■ **Task objective**:
Write the data out verbatim.

##### Input records #####

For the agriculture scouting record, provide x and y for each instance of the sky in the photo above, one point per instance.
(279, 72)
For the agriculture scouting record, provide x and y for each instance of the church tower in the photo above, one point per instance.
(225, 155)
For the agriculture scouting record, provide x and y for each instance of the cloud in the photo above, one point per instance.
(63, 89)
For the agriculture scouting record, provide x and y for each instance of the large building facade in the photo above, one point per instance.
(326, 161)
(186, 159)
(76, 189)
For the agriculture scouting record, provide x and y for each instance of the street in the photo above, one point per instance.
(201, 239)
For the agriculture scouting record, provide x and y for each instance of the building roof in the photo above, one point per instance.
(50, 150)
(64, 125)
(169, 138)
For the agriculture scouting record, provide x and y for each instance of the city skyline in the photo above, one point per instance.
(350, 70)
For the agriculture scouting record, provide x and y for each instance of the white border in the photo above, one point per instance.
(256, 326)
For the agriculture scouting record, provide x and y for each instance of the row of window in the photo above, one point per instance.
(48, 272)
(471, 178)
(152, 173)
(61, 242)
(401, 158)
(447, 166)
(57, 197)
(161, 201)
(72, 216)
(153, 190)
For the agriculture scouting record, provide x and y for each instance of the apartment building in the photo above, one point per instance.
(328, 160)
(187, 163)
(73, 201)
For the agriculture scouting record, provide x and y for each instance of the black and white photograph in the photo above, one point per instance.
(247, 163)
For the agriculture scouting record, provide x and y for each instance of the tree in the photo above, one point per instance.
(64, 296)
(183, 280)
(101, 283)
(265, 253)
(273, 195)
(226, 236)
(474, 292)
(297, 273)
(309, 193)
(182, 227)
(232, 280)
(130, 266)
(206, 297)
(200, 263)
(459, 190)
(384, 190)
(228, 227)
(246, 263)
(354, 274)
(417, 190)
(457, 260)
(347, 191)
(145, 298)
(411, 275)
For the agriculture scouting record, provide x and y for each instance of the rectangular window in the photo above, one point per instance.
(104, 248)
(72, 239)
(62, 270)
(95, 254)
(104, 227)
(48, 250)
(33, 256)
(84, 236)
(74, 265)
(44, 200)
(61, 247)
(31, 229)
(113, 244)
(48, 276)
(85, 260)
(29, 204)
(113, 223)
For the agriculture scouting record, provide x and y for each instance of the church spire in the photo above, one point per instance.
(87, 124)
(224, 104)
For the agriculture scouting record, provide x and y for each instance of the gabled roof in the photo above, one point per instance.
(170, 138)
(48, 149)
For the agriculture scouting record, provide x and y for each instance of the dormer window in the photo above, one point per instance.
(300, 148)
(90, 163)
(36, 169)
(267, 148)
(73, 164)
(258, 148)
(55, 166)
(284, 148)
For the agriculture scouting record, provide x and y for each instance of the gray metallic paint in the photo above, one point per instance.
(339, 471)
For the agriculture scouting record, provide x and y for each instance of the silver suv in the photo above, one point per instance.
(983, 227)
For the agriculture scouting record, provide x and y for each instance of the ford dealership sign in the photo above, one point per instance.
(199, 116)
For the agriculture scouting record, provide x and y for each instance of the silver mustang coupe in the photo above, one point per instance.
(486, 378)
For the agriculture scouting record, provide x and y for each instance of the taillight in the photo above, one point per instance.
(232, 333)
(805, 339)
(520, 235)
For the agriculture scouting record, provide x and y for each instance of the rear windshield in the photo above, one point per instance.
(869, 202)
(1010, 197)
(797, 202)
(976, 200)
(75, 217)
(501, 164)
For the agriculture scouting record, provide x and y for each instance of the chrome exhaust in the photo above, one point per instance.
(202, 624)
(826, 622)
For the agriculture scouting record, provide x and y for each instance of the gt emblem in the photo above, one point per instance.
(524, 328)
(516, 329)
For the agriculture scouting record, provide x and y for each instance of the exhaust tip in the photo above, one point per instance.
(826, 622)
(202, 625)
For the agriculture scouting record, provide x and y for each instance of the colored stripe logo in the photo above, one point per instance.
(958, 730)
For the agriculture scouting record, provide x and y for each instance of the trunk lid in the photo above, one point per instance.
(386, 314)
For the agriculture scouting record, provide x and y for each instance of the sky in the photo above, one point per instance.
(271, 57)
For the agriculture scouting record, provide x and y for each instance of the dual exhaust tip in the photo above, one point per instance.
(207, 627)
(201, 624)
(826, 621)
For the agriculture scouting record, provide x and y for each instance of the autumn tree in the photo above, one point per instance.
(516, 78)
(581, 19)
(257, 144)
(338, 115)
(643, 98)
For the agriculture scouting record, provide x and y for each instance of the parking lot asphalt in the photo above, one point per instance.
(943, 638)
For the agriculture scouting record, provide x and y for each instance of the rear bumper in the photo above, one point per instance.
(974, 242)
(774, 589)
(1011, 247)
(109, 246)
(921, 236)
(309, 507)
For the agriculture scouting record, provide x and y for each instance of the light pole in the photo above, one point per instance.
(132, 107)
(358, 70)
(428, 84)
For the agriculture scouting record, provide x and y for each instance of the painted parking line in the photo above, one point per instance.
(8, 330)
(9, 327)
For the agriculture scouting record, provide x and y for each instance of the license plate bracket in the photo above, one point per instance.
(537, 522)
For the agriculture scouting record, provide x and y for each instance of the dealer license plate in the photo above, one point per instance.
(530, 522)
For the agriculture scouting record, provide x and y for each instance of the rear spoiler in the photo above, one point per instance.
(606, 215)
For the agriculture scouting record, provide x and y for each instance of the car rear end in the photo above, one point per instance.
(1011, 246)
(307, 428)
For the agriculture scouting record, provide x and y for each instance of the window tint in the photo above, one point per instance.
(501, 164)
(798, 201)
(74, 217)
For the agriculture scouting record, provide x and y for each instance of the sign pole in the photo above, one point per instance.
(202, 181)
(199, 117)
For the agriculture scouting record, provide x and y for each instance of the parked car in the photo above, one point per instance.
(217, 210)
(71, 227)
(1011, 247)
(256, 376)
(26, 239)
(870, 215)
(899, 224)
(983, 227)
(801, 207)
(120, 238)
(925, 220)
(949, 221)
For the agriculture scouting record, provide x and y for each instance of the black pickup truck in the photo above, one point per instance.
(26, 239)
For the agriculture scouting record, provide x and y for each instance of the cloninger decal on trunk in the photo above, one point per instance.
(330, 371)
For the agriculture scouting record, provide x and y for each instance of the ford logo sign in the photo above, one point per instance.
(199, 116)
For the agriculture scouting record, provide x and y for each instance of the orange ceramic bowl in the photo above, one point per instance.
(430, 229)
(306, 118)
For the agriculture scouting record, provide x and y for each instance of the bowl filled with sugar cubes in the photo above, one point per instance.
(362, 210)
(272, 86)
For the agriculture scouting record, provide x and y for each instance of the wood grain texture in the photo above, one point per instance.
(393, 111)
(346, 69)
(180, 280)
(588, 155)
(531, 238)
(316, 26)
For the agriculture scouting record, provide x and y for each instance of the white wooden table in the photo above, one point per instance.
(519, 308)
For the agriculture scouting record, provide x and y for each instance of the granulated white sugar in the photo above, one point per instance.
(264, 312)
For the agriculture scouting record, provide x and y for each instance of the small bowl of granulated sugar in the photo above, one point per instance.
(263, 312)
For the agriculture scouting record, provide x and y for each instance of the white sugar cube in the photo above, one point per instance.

#####

■ **Answer area**:
For the agriculture scouting record, provide x and y for each instance of the sky in the photo above, one point per instance.
(279, 72)
For the agriculture scouting record, provide x and y for each instance of the church tower in the photo above, one point per instance.
(225, 155)
For the agriculture scouting record, provide x and y for each instance of the cloud in the photo above, one point per instance.
(63, 89)
For the agriculture scouting record, provide x and y for each instance of the large building facade in the photo above, one point per instance.
(326, 161)
(186, 159)
(76, 189)
For the agriculture scouting record, provide x and y for each instance of the street in the photo above, one point per instance.
(201, 239)
For the agriculture scouting record, provide x and y for each instance of the building roof in the photo above, one point per instance.
(50, 150)
(64, 125)
(169, 138)
For the agriculture scouting record, provide x and y for each instance of the city skyline in the photo above, one point per instance.
(350, 70)
For the agriculture scouting record, provide x and y for each instance of the white border in the photo above, one point per instance.
(256, 326)
For the agriculture scouting record, provide x and y for each instance of the row of window in the photo above, one point per instance.
(48, 272)
(471, 178)
(152, 173)
(61, 242)
(401, 158)
(447, 166)
(57, 197)
(161, 201)
(72, 216)
(153, 190)
For the agriculture scouting record, provide x and y for each instance of the apartment building in the photo above, one point per instance.
(328, 160)
(187, 163)
(73, 201)
For the agriculture scouting record, provide x and y for each instance of the black and white photograph in the photo above, one point per instance.
(247, 163)
For the agriculture scouting record, provide x and y for each instance of the tree in the photo above, one point per instance.
(64, 296)
(183, 280)
(101, 283)
(265, 253)
(273, 195)
(226, 236)
(474, 292)
(297, 273)
(309, 193)
(182, 227)
(232, 280)
(130, 266)
(206, 297)
(200, 263)
(459, 190)
(384, 190)
(228, 227)
(246, 263)
(354, 274)
(417, 190)
(457, 260)
(347, 191)
(145, 298)
(411, 275)
For the agriculture scouting record, provide x and y for each instance of the rectangular window in the photo above, one point per instance.
(104, 248)
(72, 239)
(62, 270)
(95, 254)
(104, 227)
(48, 250)
(33, 256)
(84, 236)
(74, 265)
(44, 200)
(61, 247)
(31, 229)
(113, 244)
(48, 276)
(85, 260)
(29, 204)
(113, 223)
For the agriculture scouting record, provide x and y for each instance of the church spire in the photo above, one point per instance.
(87, 124)
(224, 104)
For the agriculture scouting record, provide x and y for each instance of the gabled roof in the photo above, one point per instance.
(170, 138)
(48, 149)
For the agriculture scouting record, provide x and y for each instance of the dormer window in the photo above, one point per instance.
(300, 148)
(90, 163)
(36, 169)
(267, 148)
(73, 164)
(258, 148)
(55, 166)
(284, 148)
For the agriculture scouting record, provide x and y for each instance of the gray metallic paint in the photo above, one point per instance.
(339, 471)
For the agriculture scouting record, provide x and y for each instance of the silver suv in the photo above, one point per instance.
(983, 227)
For the agriculture scouting record, provide x and y for each instance of the ford dealership sign in the photo above, one point per instance.
(199, 116)
For the agriculture scouting record, provide x and y for each instance of the silver mustang coupe in the photo above, one point per instance.
(486, 378)
For the agriculture scouting record, provide x and y for each instance of the taillight in the photo above, one point per instance.
(232, 333)
(805, 339)
(520, 235)
For the agriculture scouting record, provide x and y for each instance of the rear windshield in the photo above, one point per instance.
(869, 202)
(1010, 197)
(797, 202)
(976, 200)
(75, 217)
(501, 164)
For the agriculture scouting record, provide x and y for each instance of the chrome exhaust in the photo above, one point per instance.
(202, 624)
(826, 622)
For the agriculture scouting record, provide x and y for each instance of the gt emblem in the photo above, one point per instance.
(524, 328)
(516, 329)
For the agriculture scouting record, provide x and y for each instance of the exhaust tip in the photo above, one point per instance.
(826, 622)
(202, 625)
For the agriculture scouting record, provide x and y for each instance of the colored stripe logo in the photo above, one point per instance.
(958, 730)
For the agriculture scouting record, provide x and y for each instance of the trunk lid in the photo above, one point per instance.
(386, 314)
For the agriculture scouting record, provide x and y for each instance of the sky in the photo above, one point per instance.
(271, 57)
For the agriculture scouting record, provide x and y for each instance of the dual exhaust tip in the photo above, one point per instance.
(207, 627)
(201, 624)
(826, 621)
For the agriculture scouting record, provide x and y for each instance of the autumn tree in the photo above, one point per instance.
(516, 78)
(581, 19)
(257, 144)
(338, 115)
(643, 98)
For the agriculture scouting record, provide x and y for each instance of the parking lot asphalt in the photo above, one point per instance.
(943, 638)
For the agriculture scouting record, provide x and y for each instance of the rear bumper in the photo above, one point per instance.
(974, 242)
(774, 589)
(1011, 247)
(109, 246)
(921, 236)
(309, 507)
For the agriculture scouting record, provide x and y for each instance of the light pole in the photo above, one point per instance.
(132, 107)
(358, 70)
(428, 84)
For the agriculture scouting record, provide x and y for each instance of the painted parking line in the photo above, one point per instance.
(8, 330)
(9, 327)
For the agriculture scouting record, provide x and y for each instance of the license plate bracket in the photo above, one point per instance.
(537, 522)
For the agriculture scouting record, provide x and y for each instance of the dealer license plate in the photo above, one point per instance.
(530, 522)
For the agriculture scouting record, provide x and y for each instance of the rear spoiler in the photo above, one point per instance.
(606, 215)
For the agriculture scouting record, provide x and y for each instance of the car rear end in the photo above, one point per instance.
(1011, 246)
(307, 428)
For the agriculture scouting record, provide x and y for each instance of the window tint in the photo above, one point per instance.
(501, 164)
(798, 201)
(74, 217)
For the agriculture scouting record, provide x and y for each instance of the sign pole in the photo above, one point per instance.
(202, 181)
(199, 117)
For the agriculture scouting record, provide x and y for each instance of the parked car in the photo above, one point per instance.
(217, 210)
(71, 227)
(1011, 247)
(256, 376)
(26, 239)
(870, 215)
(899, 224)
(983, 227)
(801, 207)
(120, 238)
(925, 220)
(949, 221)
For the agriculture scouting record, provide x and y for each instance of the black pickup truck in the photo above, one point per instance.
(26, 239)
For the agriculture scouting record, provide x and y for each instance of the cloninger decal on trunk in the photo above, one point per instance.
(330, 371)
For the agriculture scouting record, provide x and y for each instance of the ford logo sign in the photo above, one point per instance.
(199, 116)
For the agriculture scouting record, provide x and y for each instance of the orange ceramic bowl in the photo above, one point per instance.
(430, 229)
(306, 118)
For the agriculture scouting record, provide x and y for each instance of the bowl filled with sugar cubes in the photo above, one point per instance.
(362, 210)
(272, 86)
For the agriculture scouting record, provide x and y for each instance of the wood grain texture in the photo above, one point per instance.
(393, 111)
(346, 69)
(180, 280)
(588, 155)
(531, 238)
(316, 26)
For the agriculture scouting record, provide x and y for each instance of the white wooden table in the photo above, one point per instance.
(519, 308)
For the agriculture scouting record, provide x and y for each instance of the granulated white sugar in the photo above, one point per instance.
(264, 312)
For the agriculture scouting record, provide x and y for each instance of the small bowl of granulated sugar in the photo above, one point per instance.
(263, 312)
For the agriculture scouting record, provide x and y for each instance of the white sugar cube in the photo above, one point per instance.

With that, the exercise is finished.